Task set:
• A. In the Renegotiation Act excerpt, on what date did the Secretary of War renegotiate the petitioner's contract?
• B. Condense the paragraph of the Renegotiation Act excerpt that begins "Courts have not stood helpless" into a short bulleted list that keeps its main points.
• C. From the Renegotiation Act excerpt, print the passage starting with "We therefore shall" and going on through "in the negative.".

Selected excerpt:
Courts have not stood helpless in such situations; the decisions are legion in which they have refused to be bound by the letter, when it frustrates the patent purpose of the whole statute [citing numerous supporting authorities]. * * * Of course it is true that the words used, even in their literal sense, are the primary, and ordinarily the most reliable, source of interpreting the meaning of any writing; be it a statute, a contract, or anything else. But it is one of the surest indexes of a mature and developed jurisprudence not to make a fortress out of the dictionary; but to remember that statutes always have some purpose or object to accomplish, whose sympathetic and imaginative discovery is the surest guide to their meaning. * * *
So in this proceeding, to carry out the obvious purpose of Congress, we hold that our jurisdiction embraces the determination of the Secretary before us.
We therefore shall consider the question raised by the pleadings: Should petitioner’s contract which was renegotiated by the Secretary of War on February 7, 1944, on a completed contract basis under authority of the Renegotiation Act of 1942, have been renegotiated on a fiscal year basis ? Solution of this problem lies in the interpretation and construction of the related sections of the Renegotiation Acts of 1942 and 1943. We believe the question must be answered in the negative.

Supplied entries:
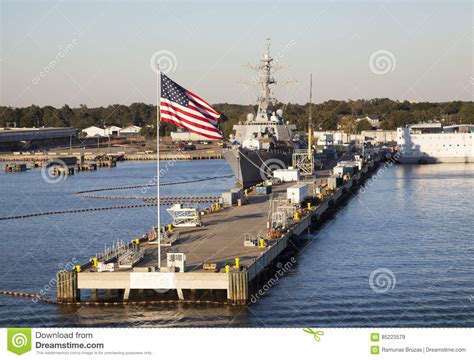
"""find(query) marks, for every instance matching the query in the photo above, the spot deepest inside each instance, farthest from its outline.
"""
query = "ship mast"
(266, 79)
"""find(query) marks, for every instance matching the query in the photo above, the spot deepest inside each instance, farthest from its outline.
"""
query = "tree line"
(328, 115)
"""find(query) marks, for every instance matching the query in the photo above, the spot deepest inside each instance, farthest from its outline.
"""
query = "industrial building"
(12, 139)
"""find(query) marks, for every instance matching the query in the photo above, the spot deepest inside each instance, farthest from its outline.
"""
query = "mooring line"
(108, 303)
(153, 185)
(166, 202)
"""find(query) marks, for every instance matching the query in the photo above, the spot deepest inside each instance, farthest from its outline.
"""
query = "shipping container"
(287, 175)
(297, 193)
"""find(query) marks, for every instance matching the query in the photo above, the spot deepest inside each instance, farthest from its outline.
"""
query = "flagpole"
(158, 236)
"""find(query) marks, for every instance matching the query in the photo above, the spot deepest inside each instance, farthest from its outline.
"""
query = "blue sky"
(98, 53)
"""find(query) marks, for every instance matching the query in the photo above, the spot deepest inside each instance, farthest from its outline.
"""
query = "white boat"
(433, 143)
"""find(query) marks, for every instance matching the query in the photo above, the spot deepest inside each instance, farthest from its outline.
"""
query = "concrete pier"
(216, 257)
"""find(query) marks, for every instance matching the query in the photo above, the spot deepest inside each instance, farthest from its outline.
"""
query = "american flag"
(186, 110)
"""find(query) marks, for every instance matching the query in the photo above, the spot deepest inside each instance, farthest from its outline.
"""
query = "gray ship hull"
(251, 167)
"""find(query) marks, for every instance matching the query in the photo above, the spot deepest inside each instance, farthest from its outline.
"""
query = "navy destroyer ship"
(264, 142)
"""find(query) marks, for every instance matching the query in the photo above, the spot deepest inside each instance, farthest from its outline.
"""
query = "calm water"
(412, 230)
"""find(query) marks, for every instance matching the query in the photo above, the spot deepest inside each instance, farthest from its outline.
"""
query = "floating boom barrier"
(40, 298)
(165, 201)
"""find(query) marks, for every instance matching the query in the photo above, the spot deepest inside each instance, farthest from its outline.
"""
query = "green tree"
(363, 125)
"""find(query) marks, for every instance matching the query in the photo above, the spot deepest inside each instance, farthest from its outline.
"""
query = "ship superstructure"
(264, 142)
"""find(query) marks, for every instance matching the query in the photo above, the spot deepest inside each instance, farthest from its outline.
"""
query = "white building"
(131, 130)
(373, 121)
(93, 131)
(430, 143)
(112, 130)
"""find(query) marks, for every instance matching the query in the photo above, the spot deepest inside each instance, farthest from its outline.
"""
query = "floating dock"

Outputs by task:
• A. February 7, 1944.

• B.
- Courts have often refused to be bound by a statute's literal wording when it frustrates the statute's evident purpose.
- The words used, taken literally, are the primary and usually most reliable source for interpreting any writing, whether a statute, a contract, or something else.
- A mature jurisprudence does not make a fortress out of the dictionary.
- Statutes always have a purpose to accomplish, and discovering that purpose sympathetically and imaginatively is the surest guide to their meaning.

• C.
We therefore shall consider the question raised by the pleadings: Should petitioner’s contract which was renegotiated by the Secretary of War on February 7, 1944, on a completed contract basis under authority of the Renegotiation Act of 1942, have been renegotiated on a fiscal year basis ? Solution of this problem lies in the interpretation and construction of the related sections of the Renegotiation Acts of 1942 and 1943. We believe the question must be answered in the negative.